-- TASKS TO CARRY OUT --
A. According to the Nicole Hamilton profile, at which school did Hamilton study graphic design?
B. Rewrite the Nicole Hamilton profile starting at "When she was" and ending at "fine arts degree.", substituting "sketch" for "portrait".

-- SUPPLIED PASSAGE --
┌──
When she was 3-years-old, Nicole Hamilton drew a portrait of her grandparents that is now it is framed in her home. Needless to say, from a very young age Hamilton knew she wanted to be an artist. “This is what I was meant to do. I need to tell these stories.” 

In the 90s, when Hamilton was in college, computer graphics had just become the next big thing to major in for the best career opportunities beyond college. While her parents supported her artistic endeavors, they encouraged her to major in something they believed would bring her a more financially stable career, so she studied graphic design at Colorado State from which she graduated with a bachelor of fine arts degree. 

For three years after college, Hamilton worked at American Handgunner magazine as their art director, arranging and editing photos and graphics. “I was bored to tears,” she recalls finding herself feeling unfulfilled from the lack of creativity in a job mostly consisting of putting together picture after picture of guns. After leaving the magazine she decided to purse art full-time, working for clients on commission and producing as much art as she could. It was a bold decision, but she knew she didn’t want a steady paycheck to get in the way of her passions.

In her time painting commissions she had been approached by the coworkers of a man who had lost his 19-year-old daughter to cancer. They wanted her to paint the young girl for the man’s family. Hamilton painted a portrait of the girl by the ocean with her arms stretched wide to symbolize the cross. At the unveiling of this portrait for the girls family, the girls brother walked up to Hamilton and hugged her, thanking her for this gift

“That is what makes what I do so important, telling these stories,” she said… 

“I think of art 24/7, and I fight really hard to be an artist… It could have been easier or more lucrative, but just like starting a restaurant, I knew it would be difficult to build, and I knew I needed to do it.”

These days Hamilton spends most of her time painting. To enrich her work, she has studied with professional artists in Maryland, solidified her command of the basic artistic principles, and kept herself to a high level of productivity she knows creates success. She uses her paintings to connect to the life and experiences of those around her as primarily both a portrait and still-life artist. “The story of the objects and the story of the person fascinates me. Often I feel the grouping of objects becomes a portrait of the person as much as an actual painting of the person themselves.”

“You can’t draw or paint enough; I paint every day as much as I possibly can,” she said. “To be an artist you have to be open to a life of learning. And I am thankful I have been strong enough and confident enough to pursue this dream.” 


While my sister is still trying to figure out her college and career arraignments, she is looking into schools that would provide her with the opportunity to explore her passions both artistically and not. The rule in our house still stands, and she will be going, but she knows that she is free to study art in college and beyond. As all the artists I have interviewed have told me, in art you never stop learning, just as you do in life.
└──
-- INFORMATION --
┌──
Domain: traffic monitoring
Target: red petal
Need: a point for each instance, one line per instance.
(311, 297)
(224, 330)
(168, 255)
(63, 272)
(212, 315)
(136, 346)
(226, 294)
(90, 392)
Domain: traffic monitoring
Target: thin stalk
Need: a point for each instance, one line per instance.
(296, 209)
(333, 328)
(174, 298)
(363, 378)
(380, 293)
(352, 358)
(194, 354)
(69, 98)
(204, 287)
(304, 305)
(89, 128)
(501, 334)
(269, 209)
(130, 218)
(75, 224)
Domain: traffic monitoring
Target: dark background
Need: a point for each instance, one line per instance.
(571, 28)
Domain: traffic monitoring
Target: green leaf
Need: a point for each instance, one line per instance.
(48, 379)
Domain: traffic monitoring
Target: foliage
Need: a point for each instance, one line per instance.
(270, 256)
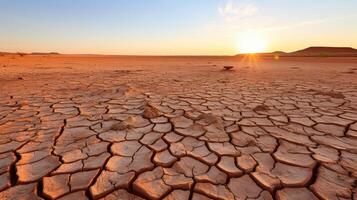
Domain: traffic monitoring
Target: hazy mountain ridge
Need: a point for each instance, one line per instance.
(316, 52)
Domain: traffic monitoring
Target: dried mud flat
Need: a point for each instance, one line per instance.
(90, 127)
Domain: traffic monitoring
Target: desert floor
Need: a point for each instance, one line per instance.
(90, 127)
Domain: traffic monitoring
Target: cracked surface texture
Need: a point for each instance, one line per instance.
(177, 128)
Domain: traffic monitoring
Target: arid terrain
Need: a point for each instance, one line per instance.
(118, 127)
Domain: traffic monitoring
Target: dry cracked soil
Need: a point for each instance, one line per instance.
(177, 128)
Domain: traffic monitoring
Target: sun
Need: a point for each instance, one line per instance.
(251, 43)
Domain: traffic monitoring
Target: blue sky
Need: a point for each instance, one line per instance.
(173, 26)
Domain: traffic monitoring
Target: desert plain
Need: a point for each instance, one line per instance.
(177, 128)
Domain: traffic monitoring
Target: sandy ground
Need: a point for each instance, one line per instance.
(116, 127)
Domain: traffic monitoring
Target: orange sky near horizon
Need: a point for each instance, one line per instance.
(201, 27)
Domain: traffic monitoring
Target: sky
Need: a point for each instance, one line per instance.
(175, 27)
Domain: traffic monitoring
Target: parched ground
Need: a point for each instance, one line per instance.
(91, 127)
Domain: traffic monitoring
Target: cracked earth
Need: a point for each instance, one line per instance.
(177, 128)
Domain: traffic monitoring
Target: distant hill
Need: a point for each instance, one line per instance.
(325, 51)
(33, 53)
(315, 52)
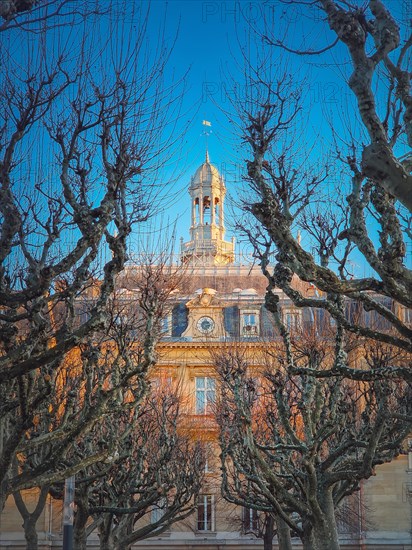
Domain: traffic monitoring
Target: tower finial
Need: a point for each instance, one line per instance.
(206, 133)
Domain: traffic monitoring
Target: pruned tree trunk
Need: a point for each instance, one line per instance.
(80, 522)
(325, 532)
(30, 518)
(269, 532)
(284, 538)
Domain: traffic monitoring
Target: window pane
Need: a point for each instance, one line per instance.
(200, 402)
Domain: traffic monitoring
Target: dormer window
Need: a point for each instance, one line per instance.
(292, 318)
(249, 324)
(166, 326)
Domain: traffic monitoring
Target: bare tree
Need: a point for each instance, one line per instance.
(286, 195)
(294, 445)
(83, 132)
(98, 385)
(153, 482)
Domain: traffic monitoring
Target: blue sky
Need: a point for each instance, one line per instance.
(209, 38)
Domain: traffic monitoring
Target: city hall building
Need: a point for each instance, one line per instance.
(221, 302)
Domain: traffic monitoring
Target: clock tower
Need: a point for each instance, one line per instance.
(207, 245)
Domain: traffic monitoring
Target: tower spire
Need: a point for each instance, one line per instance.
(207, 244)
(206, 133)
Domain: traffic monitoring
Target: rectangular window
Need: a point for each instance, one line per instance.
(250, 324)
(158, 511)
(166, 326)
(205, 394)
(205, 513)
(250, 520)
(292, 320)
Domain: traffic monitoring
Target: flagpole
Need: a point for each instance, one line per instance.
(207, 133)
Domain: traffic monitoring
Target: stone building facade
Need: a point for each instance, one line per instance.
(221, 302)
└──
┌──
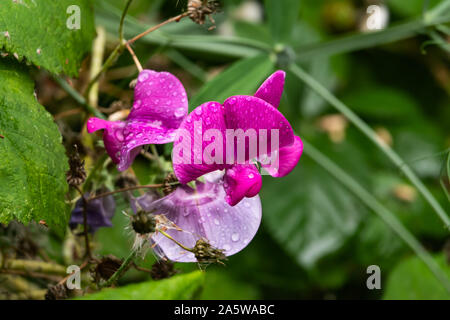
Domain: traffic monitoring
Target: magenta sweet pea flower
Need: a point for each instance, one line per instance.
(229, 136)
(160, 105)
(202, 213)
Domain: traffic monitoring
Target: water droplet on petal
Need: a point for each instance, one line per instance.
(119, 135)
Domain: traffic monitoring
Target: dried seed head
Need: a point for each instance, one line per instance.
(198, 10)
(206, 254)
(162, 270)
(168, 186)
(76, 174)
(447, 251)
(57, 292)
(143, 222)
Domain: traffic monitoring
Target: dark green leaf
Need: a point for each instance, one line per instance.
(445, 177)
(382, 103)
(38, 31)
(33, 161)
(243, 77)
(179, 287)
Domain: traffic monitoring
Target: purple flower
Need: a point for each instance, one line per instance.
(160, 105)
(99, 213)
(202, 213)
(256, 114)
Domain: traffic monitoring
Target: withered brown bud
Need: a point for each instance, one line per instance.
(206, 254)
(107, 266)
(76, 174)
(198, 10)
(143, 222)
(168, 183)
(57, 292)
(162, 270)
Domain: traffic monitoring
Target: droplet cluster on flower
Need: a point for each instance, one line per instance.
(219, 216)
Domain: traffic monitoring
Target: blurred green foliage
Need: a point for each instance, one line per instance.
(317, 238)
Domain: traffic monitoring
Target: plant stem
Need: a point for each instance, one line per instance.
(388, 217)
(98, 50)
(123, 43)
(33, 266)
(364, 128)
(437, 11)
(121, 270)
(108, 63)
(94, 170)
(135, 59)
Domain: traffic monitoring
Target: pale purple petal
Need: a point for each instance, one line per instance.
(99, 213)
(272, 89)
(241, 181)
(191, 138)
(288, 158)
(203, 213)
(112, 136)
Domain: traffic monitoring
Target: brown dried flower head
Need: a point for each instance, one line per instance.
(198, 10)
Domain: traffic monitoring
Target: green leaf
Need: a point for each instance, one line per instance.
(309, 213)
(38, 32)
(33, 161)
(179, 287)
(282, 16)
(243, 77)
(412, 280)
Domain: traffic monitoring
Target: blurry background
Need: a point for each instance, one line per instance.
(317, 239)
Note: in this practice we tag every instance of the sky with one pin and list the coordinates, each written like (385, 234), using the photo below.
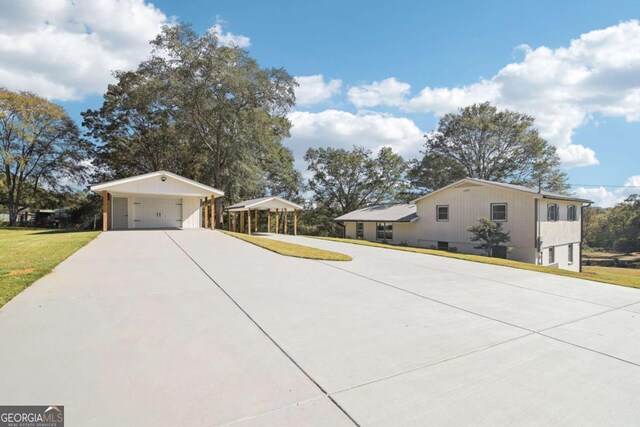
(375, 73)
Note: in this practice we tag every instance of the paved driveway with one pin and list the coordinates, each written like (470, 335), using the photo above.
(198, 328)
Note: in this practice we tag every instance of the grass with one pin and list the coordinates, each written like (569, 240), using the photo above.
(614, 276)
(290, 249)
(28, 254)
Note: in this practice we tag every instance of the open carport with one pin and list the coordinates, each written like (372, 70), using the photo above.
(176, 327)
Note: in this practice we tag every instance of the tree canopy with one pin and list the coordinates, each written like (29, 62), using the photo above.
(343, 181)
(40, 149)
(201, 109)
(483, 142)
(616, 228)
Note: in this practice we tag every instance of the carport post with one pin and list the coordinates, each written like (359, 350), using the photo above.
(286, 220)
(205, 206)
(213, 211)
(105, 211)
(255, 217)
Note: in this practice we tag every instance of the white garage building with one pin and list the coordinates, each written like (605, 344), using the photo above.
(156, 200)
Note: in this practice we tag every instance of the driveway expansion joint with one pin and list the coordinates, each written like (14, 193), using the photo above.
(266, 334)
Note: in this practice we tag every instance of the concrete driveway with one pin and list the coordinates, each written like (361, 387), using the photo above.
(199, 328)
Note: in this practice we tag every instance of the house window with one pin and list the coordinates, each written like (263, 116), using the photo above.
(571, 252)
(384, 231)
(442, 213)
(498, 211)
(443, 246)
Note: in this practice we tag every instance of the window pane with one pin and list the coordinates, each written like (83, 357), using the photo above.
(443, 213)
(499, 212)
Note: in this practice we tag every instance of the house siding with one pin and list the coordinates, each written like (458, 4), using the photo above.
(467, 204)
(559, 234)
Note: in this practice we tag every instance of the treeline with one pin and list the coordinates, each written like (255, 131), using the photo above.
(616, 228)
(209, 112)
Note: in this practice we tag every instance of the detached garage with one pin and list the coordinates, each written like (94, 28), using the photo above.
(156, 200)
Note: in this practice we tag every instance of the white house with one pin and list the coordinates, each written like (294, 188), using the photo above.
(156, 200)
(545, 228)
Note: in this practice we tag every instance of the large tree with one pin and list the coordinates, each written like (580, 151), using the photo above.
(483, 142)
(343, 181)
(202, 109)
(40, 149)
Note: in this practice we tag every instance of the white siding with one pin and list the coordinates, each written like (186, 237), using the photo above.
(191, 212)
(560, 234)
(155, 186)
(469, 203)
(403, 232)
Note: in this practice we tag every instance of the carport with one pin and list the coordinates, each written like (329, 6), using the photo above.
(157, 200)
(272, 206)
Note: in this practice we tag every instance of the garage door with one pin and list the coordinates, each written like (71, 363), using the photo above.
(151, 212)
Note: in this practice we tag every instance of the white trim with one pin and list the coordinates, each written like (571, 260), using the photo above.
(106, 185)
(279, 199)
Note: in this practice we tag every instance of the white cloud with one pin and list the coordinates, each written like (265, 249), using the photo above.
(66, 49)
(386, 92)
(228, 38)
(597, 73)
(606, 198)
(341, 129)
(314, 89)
└──
-- SOLUTIONS IN ORDER --
A. Colorado State

B.
When she was 3-years-old, Nicole Hamilton drew a sketch of her grandparents that is now it is framed in her home. Needless to say, from a very young age Hamilton knew she wanted to be an artist. “This is what I was meant to do. I need to tell these stories.” 

In the 90s, when Hamilton was in college, computer graphics had just become the next big thing to major in for the best career opportunities beyond college. While her parents supported her artistic endeavors, they encouraged her to major in something they believed would bring her a more financially stable career, so she studied graphic design at Colorado State from which she graduated with a bachelor of fine arts degree.